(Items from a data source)
>>>

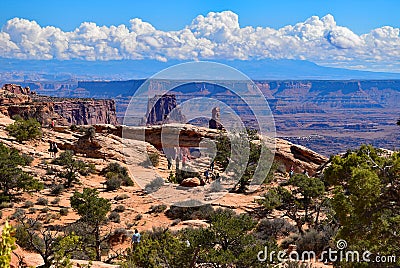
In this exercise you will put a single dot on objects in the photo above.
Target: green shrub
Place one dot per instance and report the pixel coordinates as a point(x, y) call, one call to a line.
point(154, 159)
point(50, 171)
point(27, 159)
point(28, 204)
point(114, 217)
point(154, 185)
point(55, 201)
point(113, 183)
point(7, 245)
point(64, 211)
point(138, 217)
point(32, 210)
point(121, 197)
point(119, 208)
point(115, 170)
point(23, 130)
point(274, 228)
point(45, 210)
point(184, 213)
point(42, 201)
point(12, 176)
point(157, 208)
point(57, 189)
point(19, 212)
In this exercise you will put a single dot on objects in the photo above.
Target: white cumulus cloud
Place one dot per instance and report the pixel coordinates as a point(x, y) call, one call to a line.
point(218, 35)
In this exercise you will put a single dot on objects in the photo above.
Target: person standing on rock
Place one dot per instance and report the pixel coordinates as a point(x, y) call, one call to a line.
point(135, 239)
point(184, 161)
point(212, 165)
point(169, 162)
point(207, 175)
point(55, 149)
point(51, 149)
point(177, 162)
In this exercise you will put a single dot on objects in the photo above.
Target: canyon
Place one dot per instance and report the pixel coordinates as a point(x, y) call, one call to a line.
point(18, 100)
point(327, 116)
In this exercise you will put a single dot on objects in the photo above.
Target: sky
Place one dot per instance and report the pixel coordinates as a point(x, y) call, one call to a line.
point(352, 34)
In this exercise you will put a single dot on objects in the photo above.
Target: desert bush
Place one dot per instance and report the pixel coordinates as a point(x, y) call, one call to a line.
point(18, 213)
point(23, 238)
point(57, 189)
point(216, 187)
point(290, 240)
point(50, 171)
point(154, 159)
point(72, 167)
point(113, 183)
point(55, 201)
point(23, 130)
point(90, 132)
point(42, 201)
point(32, 210)
point(5, 204)
point(73, 128)
point(27, 159)
point(138, 217)
point(157, 208)
point(115, 170)
point(119, 208)
point(12, 176)
point(183, 213)
point(114, 217)
point(64, 211)
point(45, 210)
point(315, 240)
point(274, 228)
point(154, 185)
point(28, 204)
point(121, 197)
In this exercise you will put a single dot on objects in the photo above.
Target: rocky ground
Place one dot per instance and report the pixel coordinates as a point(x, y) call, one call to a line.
point(106, 148)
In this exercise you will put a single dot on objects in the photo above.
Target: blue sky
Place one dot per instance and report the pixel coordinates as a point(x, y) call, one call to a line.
point(359, 15)
point(351, 34)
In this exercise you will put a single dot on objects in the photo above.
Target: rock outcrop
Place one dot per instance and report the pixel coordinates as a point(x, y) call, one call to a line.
point(300, 157)
point(185, 135)
point(163, 109)
point(215, 121)
point(191, 182)
point(170, 135)
point(16, 100)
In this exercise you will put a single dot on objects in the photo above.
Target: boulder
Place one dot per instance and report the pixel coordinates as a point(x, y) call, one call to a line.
point(191, 182)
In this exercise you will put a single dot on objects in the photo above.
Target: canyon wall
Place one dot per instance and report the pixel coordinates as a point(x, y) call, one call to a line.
point(16, 100)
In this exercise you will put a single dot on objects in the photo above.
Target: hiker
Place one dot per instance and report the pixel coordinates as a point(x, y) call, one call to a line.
point(218, 178)
point(291, 171)
point(55, 149)
point(135, 239)
point(169, 162)
point(212, 165)
point(206, 174)
point(177, 163)
point(184, 158)
point(51, 149)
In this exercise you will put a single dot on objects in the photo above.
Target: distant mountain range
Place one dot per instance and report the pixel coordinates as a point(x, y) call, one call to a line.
point(55, 70)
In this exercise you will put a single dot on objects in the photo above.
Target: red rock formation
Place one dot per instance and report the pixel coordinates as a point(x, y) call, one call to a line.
point(162, 109)
point(215, 121)
point(15, 100)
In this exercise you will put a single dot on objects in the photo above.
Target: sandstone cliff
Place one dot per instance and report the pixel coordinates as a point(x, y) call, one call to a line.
point(163, 109)
point(15, 100)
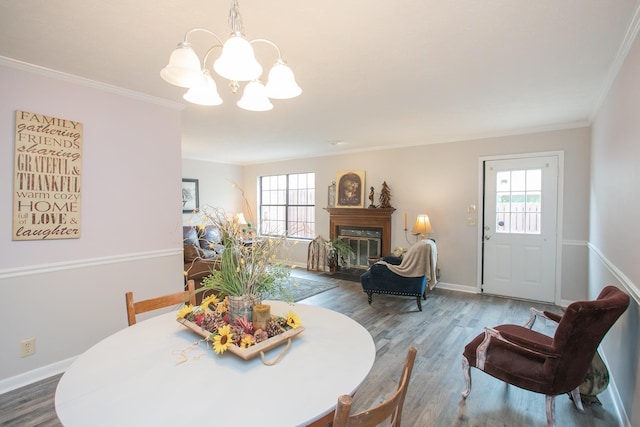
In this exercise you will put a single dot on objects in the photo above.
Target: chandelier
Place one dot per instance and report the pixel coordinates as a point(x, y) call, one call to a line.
point(237, 63)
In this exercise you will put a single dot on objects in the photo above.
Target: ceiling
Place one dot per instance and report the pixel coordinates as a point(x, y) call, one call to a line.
point(374, 74)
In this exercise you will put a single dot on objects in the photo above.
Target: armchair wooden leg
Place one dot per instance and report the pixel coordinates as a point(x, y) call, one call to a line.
point(466, 371)
point(577, 400)
point(550, 402)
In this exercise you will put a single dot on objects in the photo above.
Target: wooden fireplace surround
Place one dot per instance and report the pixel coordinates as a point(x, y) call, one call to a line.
point(363, 217)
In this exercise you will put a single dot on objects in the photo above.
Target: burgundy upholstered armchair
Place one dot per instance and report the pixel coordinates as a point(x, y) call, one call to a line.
point(542, 364)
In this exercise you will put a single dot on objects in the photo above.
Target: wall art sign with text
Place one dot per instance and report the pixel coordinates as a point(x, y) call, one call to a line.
point(47, 177)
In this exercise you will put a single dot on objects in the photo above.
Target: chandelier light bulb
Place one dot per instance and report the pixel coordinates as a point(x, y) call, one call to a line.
point(238, 62)
point(184, 68)
point(282, 84)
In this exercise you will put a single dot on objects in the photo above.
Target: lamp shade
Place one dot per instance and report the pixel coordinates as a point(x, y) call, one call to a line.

<<<

### [Problem to work on]
Copy every line of the data exactly as written, excluding the pictures.

### [Expected output]
In this exercise you will put a single dot on objects in the photo above.
Target: green shrub
Place one dot per instance and report the pixel coordinates as a point(x, y) call, one call to a line.
point(154, 159)
point(50, 171)
point(27, 159)
point(28, 204)
point(114, 217)
point(154, 185)
point(55, 201)
point(113, 183)
point(7, 245)
point(64, 211)
point(138, 217)
point(32, 210)
point(121, 197)
point(119, 208)
point(115, 170)
point(23, 130)
point(274, 228)
point(45, 210)
point(184, 213)
point(42, 201)
point(12, 176)
point(157, 208)
point(57, 189)
point(19, 212)
In this exercise you will put a single dot on objects in the photo above.
Target: white cumulus cloud
Place one dot per instance and report the pixel coordinates as a point(x, y) call, one call to a line.
point(218, 35)
In this exercise you will put a single dot on objects in the photo above.
Target: person standing on rock
Place one dot per instance and report the pixel coordinates as a point(x, y) call, one call to a line.
point(135, 239)
point(184, 161)
point(212, 165)
point(169, 162)
point(207, 175)
point(55, 149)
point(51, 149)
point(177, 162)
In this exercise you will put a single dot on objects in the photo above.
Target: canyon
Place one dot per instance and report the pixel coordinates as a point(x, y) call, one call to a line.
point(18, 100)
point(327, 116)
In this exercise you will put a single dot on objects in the photo above.
Target: sky
Place one dot per instance and report the pixel coordinates as a point(x, y) call, one call to a line.
point(352, 34)
In this exercise you will put a single dot on objects in the photo above.
Target: desert bush
Place one dot per instance and report the pixel coordinates as a point(x, y) call, one call to a line.
point(18, 213)
point(23, 238)
point(57, 189)
point(216, 187)
point(290, 240)
point(50, 171)
point(154, 159)
point(72, 167)
point(113, 183)
point(55, 201)
point(23, 130)
point(90, 132)
point(42, 201)
point(32, 210)
point(5, 204)
point(73, 128)
point(27, 159)
point(138, 217)
point(157, 208)
point(115, 170)
point(119, 208)
point(12, 176)
point(183, 213)
point(114, 217)
point(64, 211)
point(45, 210)
point(315, 240)
point(274, 228)
point(154, 185)
point(28, 204)
point(121, 197)
In this exercise you will put a single dot on objects in the photo above.
Target: rocky ground
Place one dot per instance and report the pixel coordinates as a point(x, y) call, one call to a line.
point(106, 148)
In this exercise you will put a single dot on objects in the photo above.
Target: blue sky
Place one dot per instance and report the pixel coordinates as a point(x, y) call, one call to a line.
point(359, 15)
point(351, 34)
In this exercise you will put a single dot on objects in the photo above.
Target: rock outcrop
Place one dot per instance and report the pixel coordinates as a point(x, y) call, one call to a line.
point(300, 157)
point(185, 135)
point(163, 109)
point(215, 121)
point(191, 182)
point(170, 135)
point(16, 100)
In this exercise you will put a single dot on objects in the photo above.
Target: boulder
Place one dot per instance and report the pixel coordinates as a point(x, y) call, one call to a line.
point(191, 182)
In this exercise you will put a single dot on objects in the photo above.
Target: canyon wall
Place one dot per instance and report the pixel coordinates as a point(x, y) call, one call to a line.
point(16, 100)
In this exercise you will put a single dot on objects in the photo above.
Target: hiker
Place one dot per instance and report the pixel coordinates as a point(x, y) call, one call to a line.
point(218, 178)
point(291, 171)
point(55, 149)
point(135, 239)
point(169, 162)
point(212, 165)
point(206, 174)
point(177, 163)
point(184, 158)
point(51, 149)
In this exercise you will put a single dot on objects in the photo above.
Target: distant mountain range
Place one dot per instance and report the pixel coordinates as a point(x, y) call, one call to a line.
point(55, 70)
In this exercise you will put a single dot on objects in the photo above.
Target: red rock formation
Place one dot per instance and report the pixel coordinates as a point(x, y) call, one call to a line.
point(162, 109)
point(215, 121)
point(15, 100)
In this exercise you will put a single dot on objects in the photo above.
Target: sandstone cliff
Place one dot per instance and report the pixel coordinates as a point(x, y) call, one call to a line.
point(163, 109)
point(15, 100)
In this exercise you will put a single dot on objects in the photo above.
Target: chandelier
Place one dot per instance and report the pixel coordinates as a point(x, y) call, one call to a line.
point(237, 63)
In this exercise you will put a single dot on objects in the photo above.
Target: ceiling
Place one dot per instance and report the pixel coordinates as a point(x, y) call, one call to a line.
point(374, 74)
In this exercise you will put a single dot on objects in the photo above.
Target: armchair wooden leg
Place one dot per instance and report the pixel coordinates as a point(x, y) call, one call to a line.
point(466, 371)
point(577, 400)
point(550, 402)
In this exercise you will put a single dot on objects in the photo above.
Target: wooden fireplace surround
Place one dot per instance and report the pixel coordinates as a point(x, y) call, one call to a line.
point(363, 217)
In this exercise you will put a single dot on objects in the photo above.
Target: burgundy upholstered armchair
Place one dot per instance and report the pixel coordinates as a point(x, y) call, one call to a line.
point(542, 364)
In this exercise you will put a single dot on objects in the photo above.
Target: wall art sign with text
Place one dot per instance and report the pixel coordinates as a point(x, y) call, one call to a line.
point(47, 177)
In this exercise you will put a single dot on objects in the photo above.
Target: chandelier light bulb
Place one dot per instance and report the pixel coordinates as a point(x, y) call, one call to a line.
point(238, 62)
point(184, 68)
point(282, 84)
In this exercise you will put a single dot on objects in the photo above.
Target: lamp shade
Place one dot per instance and report the pixel coordinates as a point(x, y) call, one call to a line.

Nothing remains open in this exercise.